Problem statement »
Change every "segment" in the listing below to "outline" and reproduce the listing with nothing else altered.

The data »
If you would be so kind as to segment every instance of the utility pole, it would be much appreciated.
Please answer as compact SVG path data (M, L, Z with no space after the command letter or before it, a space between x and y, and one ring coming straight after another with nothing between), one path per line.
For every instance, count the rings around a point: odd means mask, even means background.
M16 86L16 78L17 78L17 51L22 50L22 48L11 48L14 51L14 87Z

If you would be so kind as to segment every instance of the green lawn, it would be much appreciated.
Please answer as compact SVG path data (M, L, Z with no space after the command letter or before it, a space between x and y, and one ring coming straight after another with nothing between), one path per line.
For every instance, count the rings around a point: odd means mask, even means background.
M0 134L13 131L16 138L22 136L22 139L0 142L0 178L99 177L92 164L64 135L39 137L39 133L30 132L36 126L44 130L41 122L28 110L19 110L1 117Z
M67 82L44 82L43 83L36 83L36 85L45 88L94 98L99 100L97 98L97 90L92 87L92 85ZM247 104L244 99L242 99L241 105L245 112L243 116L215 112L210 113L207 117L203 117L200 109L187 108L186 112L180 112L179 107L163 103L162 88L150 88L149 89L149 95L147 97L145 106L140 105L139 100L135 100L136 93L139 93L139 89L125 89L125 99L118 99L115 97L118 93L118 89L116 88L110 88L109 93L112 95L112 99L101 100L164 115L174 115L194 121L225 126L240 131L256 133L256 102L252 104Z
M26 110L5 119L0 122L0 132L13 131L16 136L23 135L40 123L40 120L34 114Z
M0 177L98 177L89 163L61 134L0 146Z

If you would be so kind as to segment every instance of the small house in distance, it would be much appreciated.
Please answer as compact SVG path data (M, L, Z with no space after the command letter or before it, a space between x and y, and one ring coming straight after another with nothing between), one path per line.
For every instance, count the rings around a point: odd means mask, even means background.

Solution for this exercise »
If you would be so kind as to outline every instance of the utility pole, it would be much appreciated.
Please answer as compact SVG path data (M, L, Z with no space after the command letter or before it, a space between x and y, and one ring coming straight after another with nothing between), one path per line.
For every instance, count the rings around a point: odd means mask, even means background.
M16 86L16 78L17 78L17 51L22 50L22 48L11 48L14 51L14 87Z

If you would be so kind as to outline every instance of the green lawn, it would be much appreciated.
Please answer as compact SVG path data (M, L, Z with no space after the command letter or before it, a space between x and y, and one ring coming straight after another with nothing between), one path per line.
For every instance, count the rings around a point: odd means mask, even means background.
M0 134L13 131L16 138L22 136L22 139L0 142L0 178L99 177L92 164L64 135L39 137L39 133L30 132L36 126L44 130L41 122L28 110L19 110L1 117Z
M67 82L44 82L43 83L36 83L36 85L45 88L94 98L99 100L97 98L97 90L92 87L92 85ZM247 104L244 99L242 99L241 105L245 112L243 116L215 112L210 113L207 117L203 117L200 109L187 108L186 112L180 112L179 107L163 103L162 88L150 88L149 89L149 95L147 97L145 106L140 105L139 100L135 100L136 93L139 93L139 89L125 89L125 99L118 99L115 97L118 93L118 89L116 88L110 88L109 93L112 95L112 99L101 100L164 115L174 115L194 121L225 126L240 131L256 133L256 102L252 104Z
M26 110L5 119L0 122L0 132L13 131L16 136L23 135L40 123L40 120L34 114Z
M0 177L98 177L89 163L61 134L0 146Z

If you would be so kind as to outline every instance of the small house in distance, it would be much appreciated.
Please answer as compact SVG path data (M, L, Z with no space after the command letter or before it, a space between x and y, and one ring coming straight after another with nothing between), one path per line.
For every instance, count the rings around a point: odd means mask, even means background.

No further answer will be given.